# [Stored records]
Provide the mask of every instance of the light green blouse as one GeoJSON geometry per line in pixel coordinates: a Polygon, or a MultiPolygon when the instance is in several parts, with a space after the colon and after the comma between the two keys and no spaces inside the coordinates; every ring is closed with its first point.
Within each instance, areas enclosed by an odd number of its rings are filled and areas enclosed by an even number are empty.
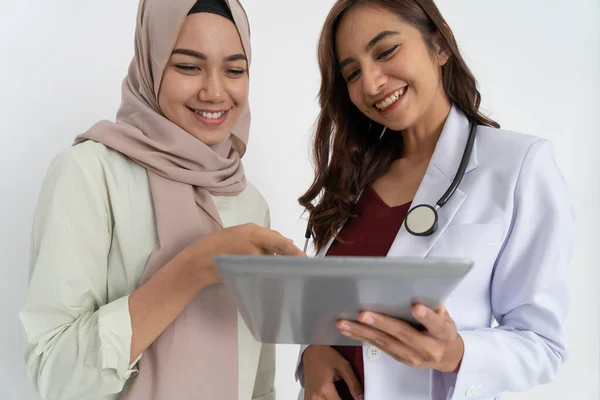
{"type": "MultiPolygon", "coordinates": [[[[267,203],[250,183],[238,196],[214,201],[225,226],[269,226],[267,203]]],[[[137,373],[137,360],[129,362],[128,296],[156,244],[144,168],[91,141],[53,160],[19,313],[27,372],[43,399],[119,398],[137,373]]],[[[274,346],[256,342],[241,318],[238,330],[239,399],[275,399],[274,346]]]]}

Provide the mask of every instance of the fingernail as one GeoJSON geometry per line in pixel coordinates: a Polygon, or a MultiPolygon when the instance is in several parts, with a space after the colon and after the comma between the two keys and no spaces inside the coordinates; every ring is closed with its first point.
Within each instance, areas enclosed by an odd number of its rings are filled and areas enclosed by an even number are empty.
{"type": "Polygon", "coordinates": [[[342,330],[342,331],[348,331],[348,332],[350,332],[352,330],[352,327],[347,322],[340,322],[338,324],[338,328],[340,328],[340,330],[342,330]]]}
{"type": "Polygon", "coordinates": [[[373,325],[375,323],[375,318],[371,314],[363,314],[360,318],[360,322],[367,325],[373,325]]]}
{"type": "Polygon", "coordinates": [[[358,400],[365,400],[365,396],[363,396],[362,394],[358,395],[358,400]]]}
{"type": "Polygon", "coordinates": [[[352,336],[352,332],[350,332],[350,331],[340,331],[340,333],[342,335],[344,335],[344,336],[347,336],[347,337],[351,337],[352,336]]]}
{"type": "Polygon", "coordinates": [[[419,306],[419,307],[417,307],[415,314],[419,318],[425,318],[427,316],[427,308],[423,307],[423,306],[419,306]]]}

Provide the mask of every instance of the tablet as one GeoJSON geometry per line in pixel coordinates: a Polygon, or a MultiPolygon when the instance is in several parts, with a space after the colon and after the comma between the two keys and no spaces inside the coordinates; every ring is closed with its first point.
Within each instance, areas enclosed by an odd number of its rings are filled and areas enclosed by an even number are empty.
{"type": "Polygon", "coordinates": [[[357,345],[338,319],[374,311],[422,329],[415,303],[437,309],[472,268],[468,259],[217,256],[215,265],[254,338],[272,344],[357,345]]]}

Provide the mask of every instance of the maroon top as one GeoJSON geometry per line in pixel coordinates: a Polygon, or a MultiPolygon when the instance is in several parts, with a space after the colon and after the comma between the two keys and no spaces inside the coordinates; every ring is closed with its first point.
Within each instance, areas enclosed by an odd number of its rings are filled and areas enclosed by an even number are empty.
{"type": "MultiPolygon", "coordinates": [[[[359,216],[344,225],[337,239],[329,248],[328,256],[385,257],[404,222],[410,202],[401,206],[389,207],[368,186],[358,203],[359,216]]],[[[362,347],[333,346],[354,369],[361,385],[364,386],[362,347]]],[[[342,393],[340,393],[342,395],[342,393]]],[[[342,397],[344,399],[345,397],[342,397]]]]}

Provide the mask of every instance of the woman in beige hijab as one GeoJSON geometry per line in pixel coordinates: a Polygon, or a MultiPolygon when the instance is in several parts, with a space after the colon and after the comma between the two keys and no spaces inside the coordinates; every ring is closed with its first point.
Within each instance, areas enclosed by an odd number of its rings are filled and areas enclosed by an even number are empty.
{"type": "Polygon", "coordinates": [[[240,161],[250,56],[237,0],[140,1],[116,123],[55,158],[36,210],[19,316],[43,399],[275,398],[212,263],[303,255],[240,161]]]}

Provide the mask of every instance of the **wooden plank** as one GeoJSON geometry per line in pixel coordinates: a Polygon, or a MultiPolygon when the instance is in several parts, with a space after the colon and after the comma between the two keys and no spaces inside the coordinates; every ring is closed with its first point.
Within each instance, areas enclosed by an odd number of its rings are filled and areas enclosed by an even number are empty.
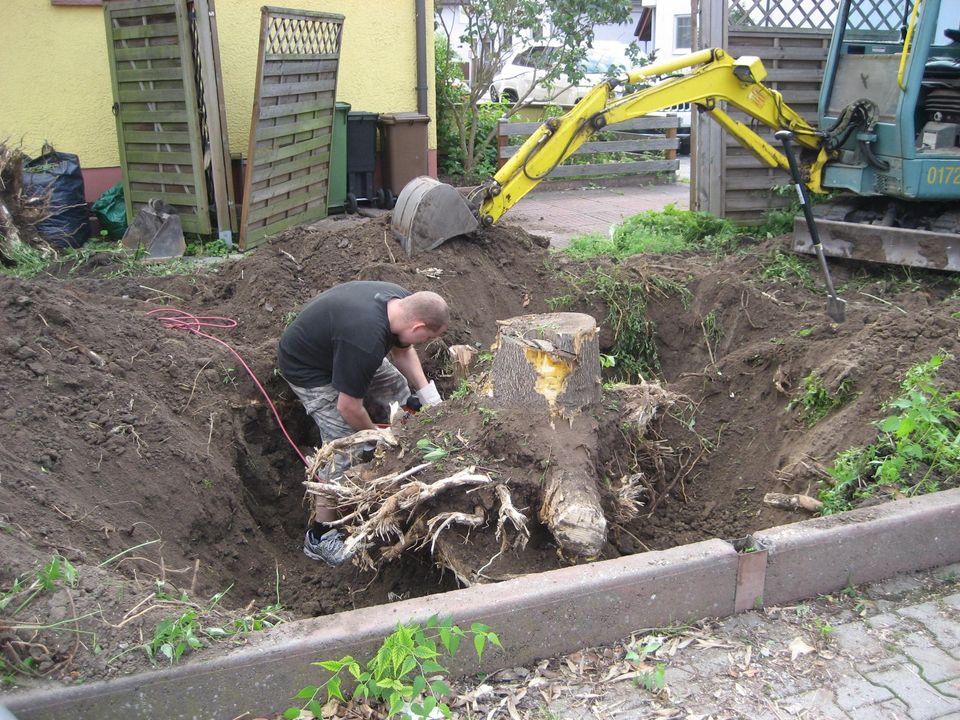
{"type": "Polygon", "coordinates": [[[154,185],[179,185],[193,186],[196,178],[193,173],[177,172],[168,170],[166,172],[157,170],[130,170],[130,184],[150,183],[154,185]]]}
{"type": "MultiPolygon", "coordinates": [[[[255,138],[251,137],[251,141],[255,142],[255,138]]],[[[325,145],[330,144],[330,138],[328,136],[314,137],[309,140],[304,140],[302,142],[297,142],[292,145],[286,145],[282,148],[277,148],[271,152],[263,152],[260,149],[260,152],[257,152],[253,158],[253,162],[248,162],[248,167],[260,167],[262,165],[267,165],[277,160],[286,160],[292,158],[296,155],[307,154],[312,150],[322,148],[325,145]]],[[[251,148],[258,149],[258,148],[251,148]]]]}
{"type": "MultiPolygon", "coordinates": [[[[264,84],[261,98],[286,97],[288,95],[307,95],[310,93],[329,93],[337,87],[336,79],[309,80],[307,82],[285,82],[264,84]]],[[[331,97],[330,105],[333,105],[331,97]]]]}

# [Problem]
Copy exactly the lines from the first line of the records above through the line with "Provide the mask of every instance of the tablet", both included, and nothing else. Pictures stay out.

# [Task response]
Provide the mask of every instance of the light green blouse as one GeoJSON geometry per line in pixel coordinates: a Polygon, or a MultiPolygon when the instance is in several parts, with a space after the colon and after the comma between the two keys and no spaces inside the coordinates; every ring is closed with its first point.
Within each instance, areas enclosed by an odd number of its rings are filled and areas enclosed by an even number are empty.
{"type": "MultiPolygon", "coordinates": [[[[267,203],[250,183],[238,196],[214,201],[225,226],[269,226],[267,203]]],[[[137,373],[137,360],[129,362],[128,296],[156,244],[144,168],[91,141],[53,160],[19,313],[27,372],[43,399],[119,398],[137,373]]],[[[274,346],[256,342],[241,318],[238,330],[239,399],[275,399],[274,346]]]]}

Provide the mask of every instance of the fingernail as one GeoJSON geometry per line in pixel coordinates: a Polygon, or a MultiPolygon when the instance is in several parts, with a space after the colon and after the comma between the two keys and no spaces inside the coordinates; every ring is closed with its first point.
Within each instance, areas enclosed by an odd number of its rings are filled and areas enclosed by an even number are empty.
{"type": "Polygon", "coordinates": [[[342,330],[342,331],[348,331],[348,332],[350,332],[352,330],[352,327],[347,322],[340,322],[338,324],[338,328],[340,328],[340,330],[342,330]]]}
{"type": "Polygon", "coordinates": [[[373,325],[375,323],[375,318],[371,314],[363,314],[360,318],[360,322],[367,325],[373,325]]]}
{"type": "Polygon", "coordinates": [[[358,400],[365,400],[365,396],[363,396],[362,394],[358,395],[358,400]]]}
{"type": "Polygon", "coordinates": [[[352,336],[352,332],[350,332],[350,331],[340,331],[340,333],[342,335],[344,335],[344,336],[347,336],[347,337],[351,337],[352,336]]]}
{"type": "Polygon", "coordinates": [[[419,306],[419,307],[417,307],[415,314],[419,318],[425,318],[427,316],[427,308],[423,307],[423,306],[419,306]]]}

Provide the mask of every instance of the tablet as one GeoJSON geometry per line in pixel coordinates: a Polygon, or a MultiPolygon when the instance is in several parts, with a space after the colon and after the comma between the two keys and no spaces inside the coordinates; every ring is closed with its first point.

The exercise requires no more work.